**DIRECTIVE**
Copy out the lines below verbatim, starting with the line that contains "written like <point>364,496</point>." and continuing through the line that contains "<point>972,404</point>", with both of those lines included.

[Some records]
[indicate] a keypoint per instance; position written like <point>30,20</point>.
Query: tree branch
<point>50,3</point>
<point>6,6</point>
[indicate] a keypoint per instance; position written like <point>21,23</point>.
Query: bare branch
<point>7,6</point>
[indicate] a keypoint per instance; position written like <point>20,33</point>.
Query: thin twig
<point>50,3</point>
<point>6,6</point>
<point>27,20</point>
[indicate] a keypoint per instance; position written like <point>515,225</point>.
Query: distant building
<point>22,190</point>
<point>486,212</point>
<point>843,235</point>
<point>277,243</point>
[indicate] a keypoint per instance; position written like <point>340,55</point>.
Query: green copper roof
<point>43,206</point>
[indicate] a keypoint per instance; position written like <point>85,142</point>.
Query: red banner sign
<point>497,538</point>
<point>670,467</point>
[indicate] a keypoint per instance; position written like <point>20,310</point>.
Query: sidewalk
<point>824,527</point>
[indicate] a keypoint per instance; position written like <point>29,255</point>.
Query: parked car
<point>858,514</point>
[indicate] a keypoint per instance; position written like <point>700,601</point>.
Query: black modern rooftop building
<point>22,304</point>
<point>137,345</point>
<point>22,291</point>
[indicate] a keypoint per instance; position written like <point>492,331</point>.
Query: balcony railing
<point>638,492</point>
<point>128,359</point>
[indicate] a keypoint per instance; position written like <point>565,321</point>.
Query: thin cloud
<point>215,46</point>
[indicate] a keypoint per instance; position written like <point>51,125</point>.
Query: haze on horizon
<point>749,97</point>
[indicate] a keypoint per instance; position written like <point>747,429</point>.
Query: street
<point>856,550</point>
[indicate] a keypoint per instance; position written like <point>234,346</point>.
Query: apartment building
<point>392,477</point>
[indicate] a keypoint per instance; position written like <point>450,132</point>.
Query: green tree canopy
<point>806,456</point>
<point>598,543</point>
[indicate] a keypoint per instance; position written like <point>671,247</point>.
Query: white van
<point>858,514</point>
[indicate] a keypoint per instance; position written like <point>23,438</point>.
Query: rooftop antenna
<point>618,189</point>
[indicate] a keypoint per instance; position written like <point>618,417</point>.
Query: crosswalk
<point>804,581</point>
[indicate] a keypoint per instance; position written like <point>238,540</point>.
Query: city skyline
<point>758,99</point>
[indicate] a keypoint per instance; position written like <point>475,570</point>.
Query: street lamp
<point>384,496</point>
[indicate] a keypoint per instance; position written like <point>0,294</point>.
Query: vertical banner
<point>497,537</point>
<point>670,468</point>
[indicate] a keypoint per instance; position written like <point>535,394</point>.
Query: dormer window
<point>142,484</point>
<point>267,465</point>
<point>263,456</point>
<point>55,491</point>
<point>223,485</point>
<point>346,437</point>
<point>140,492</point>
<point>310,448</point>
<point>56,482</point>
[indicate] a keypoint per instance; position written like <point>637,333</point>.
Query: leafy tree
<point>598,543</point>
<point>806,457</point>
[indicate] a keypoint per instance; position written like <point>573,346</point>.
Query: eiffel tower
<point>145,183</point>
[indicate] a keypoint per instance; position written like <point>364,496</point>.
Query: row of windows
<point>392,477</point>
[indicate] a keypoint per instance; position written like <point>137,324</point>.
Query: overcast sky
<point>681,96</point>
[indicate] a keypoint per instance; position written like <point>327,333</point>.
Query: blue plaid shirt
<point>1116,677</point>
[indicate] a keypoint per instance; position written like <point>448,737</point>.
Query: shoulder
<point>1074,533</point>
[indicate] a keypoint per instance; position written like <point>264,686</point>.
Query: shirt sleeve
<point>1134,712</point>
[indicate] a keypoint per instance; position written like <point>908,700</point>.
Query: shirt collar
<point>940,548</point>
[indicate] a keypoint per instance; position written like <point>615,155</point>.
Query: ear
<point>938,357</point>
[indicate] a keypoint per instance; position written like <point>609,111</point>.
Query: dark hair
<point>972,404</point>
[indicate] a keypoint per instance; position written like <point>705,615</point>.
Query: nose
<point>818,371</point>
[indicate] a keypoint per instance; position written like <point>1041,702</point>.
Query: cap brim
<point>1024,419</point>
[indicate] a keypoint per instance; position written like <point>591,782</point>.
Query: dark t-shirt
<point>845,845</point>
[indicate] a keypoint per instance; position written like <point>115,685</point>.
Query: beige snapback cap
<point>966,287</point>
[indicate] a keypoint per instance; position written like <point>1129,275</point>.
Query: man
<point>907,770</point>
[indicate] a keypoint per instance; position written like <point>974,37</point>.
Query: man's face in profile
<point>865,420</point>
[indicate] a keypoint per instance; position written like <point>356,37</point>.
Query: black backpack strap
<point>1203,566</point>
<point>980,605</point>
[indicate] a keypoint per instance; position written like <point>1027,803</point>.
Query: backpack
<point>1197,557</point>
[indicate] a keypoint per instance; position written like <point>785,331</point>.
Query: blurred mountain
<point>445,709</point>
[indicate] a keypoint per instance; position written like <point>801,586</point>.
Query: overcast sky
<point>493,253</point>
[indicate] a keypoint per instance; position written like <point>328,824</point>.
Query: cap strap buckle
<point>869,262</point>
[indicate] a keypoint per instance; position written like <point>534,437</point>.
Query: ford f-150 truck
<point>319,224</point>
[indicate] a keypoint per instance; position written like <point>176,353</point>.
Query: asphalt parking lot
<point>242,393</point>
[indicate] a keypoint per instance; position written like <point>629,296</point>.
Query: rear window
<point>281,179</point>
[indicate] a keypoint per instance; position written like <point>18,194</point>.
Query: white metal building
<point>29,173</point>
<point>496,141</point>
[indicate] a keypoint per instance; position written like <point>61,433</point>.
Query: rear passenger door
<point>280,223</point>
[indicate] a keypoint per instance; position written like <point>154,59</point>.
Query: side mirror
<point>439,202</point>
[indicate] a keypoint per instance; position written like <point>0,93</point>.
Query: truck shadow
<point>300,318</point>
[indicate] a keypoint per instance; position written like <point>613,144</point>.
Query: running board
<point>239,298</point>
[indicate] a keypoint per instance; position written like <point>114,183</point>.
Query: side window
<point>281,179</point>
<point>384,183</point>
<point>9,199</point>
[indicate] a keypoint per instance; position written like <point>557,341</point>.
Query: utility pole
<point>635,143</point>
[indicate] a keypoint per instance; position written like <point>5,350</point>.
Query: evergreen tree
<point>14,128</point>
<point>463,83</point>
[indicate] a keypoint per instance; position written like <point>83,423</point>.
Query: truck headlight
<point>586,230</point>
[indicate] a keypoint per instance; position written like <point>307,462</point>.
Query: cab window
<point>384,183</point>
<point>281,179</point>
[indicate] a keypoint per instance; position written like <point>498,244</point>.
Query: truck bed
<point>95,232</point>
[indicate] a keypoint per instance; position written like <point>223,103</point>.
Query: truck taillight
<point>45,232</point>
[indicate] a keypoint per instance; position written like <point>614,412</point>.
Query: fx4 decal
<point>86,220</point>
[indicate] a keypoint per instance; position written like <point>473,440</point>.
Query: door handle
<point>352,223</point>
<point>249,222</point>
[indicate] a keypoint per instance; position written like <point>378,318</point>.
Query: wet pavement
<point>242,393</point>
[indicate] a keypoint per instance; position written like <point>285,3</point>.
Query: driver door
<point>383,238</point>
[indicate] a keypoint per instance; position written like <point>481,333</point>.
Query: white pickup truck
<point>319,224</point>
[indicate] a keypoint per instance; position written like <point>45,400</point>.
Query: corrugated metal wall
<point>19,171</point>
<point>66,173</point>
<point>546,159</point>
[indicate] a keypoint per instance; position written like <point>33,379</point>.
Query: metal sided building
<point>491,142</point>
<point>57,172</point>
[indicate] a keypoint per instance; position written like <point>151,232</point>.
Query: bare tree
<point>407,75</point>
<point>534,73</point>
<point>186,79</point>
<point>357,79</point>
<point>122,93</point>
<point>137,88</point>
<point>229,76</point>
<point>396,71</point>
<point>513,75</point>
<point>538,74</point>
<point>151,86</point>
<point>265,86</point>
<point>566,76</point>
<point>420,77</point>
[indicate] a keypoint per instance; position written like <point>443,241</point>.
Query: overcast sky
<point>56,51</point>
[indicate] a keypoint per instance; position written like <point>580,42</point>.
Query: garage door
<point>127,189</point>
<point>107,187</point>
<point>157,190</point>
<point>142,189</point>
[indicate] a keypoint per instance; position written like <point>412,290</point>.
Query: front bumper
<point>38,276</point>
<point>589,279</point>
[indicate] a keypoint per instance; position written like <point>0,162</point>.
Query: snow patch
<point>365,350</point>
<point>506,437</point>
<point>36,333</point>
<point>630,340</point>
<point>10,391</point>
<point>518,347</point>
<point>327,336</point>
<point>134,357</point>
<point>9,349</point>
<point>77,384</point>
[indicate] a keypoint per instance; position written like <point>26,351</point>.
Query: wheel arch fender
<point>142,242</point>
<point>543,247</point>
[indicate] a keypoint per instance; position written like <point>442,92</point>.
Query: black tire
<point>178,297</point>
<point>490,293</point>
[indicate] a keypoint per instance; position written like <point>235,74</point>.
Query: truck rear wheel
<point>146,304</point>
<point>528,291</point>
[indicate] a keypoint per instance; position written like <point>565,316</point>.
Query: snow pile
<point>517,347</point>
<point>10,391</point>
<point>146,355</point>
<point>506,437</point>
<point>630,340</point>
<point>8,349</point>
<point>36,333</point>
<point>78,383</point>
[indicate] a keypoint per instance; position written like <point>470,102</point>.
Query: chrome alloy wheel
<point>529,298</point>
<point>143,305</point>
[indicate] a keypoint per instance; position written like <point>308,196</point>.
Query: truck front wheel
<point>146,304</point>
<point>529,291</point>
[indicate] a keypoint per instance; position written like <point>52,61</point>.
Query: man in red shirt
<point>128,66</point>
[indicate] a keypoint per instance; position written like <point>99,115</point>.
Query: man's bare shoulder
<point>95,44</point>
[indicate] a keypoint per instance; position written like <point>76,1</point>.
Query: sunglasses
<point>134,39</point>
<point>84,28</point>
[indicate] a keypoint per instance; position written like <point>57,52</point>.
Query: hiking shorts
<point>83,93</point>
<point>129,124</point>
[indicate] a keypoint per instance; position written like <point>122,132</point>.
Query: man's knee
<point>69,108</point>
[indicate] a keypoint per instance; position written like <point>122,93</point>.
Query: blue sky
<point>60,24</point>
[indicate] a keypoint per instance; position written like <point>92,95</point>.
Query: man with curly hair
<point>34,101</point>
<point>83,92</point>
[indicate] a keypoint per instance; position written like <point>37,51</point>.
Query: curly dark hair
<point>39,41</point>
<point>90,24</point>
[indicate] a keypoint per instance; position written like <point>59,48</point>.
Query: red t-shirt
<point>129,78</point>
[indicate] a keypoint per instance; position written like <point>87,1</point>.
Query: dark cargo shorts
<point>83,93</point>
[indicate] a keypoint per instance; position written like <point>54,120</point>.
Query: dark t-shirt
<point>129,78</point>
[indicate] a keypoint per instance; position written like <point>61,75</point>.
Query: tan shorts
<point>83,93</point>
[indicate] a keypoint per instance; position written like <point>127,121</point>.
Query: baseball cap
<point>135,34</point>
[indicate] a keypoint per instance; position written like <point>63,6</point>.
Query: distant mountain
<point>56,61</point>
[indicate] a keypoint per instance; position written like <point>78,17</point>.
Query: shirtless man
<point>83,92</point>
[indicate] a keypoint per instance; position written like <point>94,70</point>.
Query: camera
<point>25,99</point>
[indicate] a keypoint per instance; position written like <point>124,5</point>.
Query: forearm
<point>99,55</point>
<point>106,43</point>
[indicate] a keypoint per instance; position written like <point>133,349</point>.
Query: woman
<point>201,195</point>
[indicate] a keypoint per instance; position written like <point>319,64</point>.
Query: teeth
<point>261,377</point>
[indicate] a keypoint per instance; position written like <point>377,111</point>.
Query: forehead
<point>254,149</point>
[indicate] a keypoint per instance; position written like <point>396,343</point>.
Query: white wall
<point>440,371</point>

**WRITTEN RESPONSE**
[indicate] a keypoint per instance; position written like <point>364,496</point>.
Query: row of windows
<point>392,477</point>
[indicate] a keypoint per instance; position written like <point>137,324</point>.
Query: overcast sky
<point>681,96</point>
[indicate] a keypoint per instance; position written like <point>327,333</point>.
Query: blue plaid shirt
<point>1116,677</point>
[indicate] a keypoint per instance; position written like <point>448,737</point>.
Query: shoulder
<point>1074,533</point>
[indicate] a keypoint per instance; position written like <point>264,686</point>.
Query: shirt sleeve
<point>1134,712</point>
[indicate] a keypoint per instance; position written like <point>908,700</point>.
Query: shirt collar
<point>940,548</point>
[indicate] a keypoint per instance; position written like <point>615,155</point>.
Query: ear
<point>938,357</point>
[indicate] a keypoint per instance; position written like <point>609,111</point>.
Query: dark hair
<point>972,404</point>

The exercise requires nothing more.